[start Given data]

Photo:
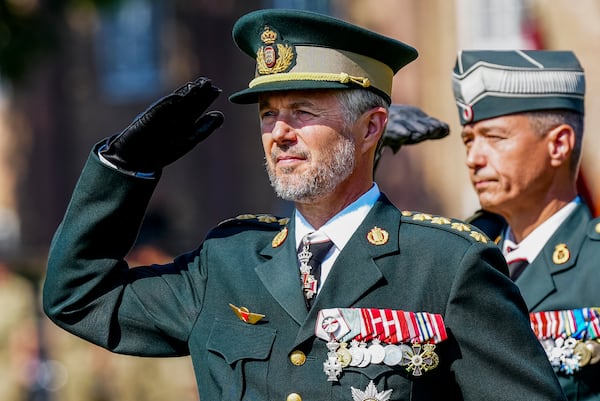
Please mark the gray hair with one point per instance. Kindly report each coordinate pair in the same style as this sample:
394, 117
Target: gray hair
355, 102
543, 121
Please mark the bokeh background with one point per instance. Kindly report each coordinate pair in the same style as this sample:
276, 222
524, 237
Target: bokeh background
74, 72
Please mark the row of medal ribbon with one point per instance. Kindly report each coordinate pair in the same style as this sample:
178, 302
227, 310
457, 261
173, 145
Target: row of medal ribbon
569, 337
409, 339
416, 358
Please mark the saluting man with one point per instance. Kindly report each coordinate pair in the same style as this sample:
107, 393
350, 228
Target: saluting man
349, 298
522, 114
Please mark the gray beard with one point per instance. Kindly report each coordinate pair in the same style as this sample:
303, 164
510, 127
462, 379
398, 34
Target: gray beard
319, 181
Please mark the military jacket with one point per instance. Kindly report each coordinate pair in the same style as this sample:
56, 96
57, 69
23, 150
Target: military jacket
425, 264
565, 275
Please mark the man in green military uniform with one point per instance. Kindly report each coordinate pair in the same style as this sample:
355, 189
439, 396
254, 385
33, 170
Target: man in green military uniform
347, 299
522, 115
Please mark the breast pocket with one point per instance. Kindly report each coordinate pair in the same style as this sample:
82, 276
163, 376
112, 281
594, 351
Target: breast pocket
239, 352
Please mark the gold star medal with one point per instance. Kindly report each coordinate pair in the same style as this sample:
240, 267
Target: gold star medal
378, 236
561, 254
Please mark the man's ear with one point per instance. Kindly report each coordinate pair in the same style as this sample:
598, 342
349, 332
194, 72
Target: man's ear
561, 142
375, 121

[end Given data]

> To be done
Please copy out the lines word for word, beginning with the line that contains "Please mark the military" and continuing through the final line.

> Response below
Please mark the military jacket with one point per instance. Kindly report each coordinate pair in the same style as this sample:
56, 96
57, 69
23, 150
Target: military jacket
425, 264
565, 275
Please mark the man in green military uniform with one point per instance. Kindly report each coordinate pair in the same style as this sample:
355, 189
439, 396
254, 385
33, 170
Target: man in green military uniform
347, 299
522, 115
Please mark the breast pocket with one point per instance. Kindly report each coordinate pair in the same style as this sample:
82, 276
163, 376
112, 281
594, 351
Target: breast pocket
239, 352
Please mark the gold star medal with one point per instance. Kindly report each coordinate pair in the same style as this sample:
240, 267
Target: gold star medal
378, 236
561, 254
Please mark the man's ear with one point per instance. Kindly report each coordinate pair in the same style as this sample:
598, 342
349, 332
194, 72
Target: man's ear
561, 142
375, 121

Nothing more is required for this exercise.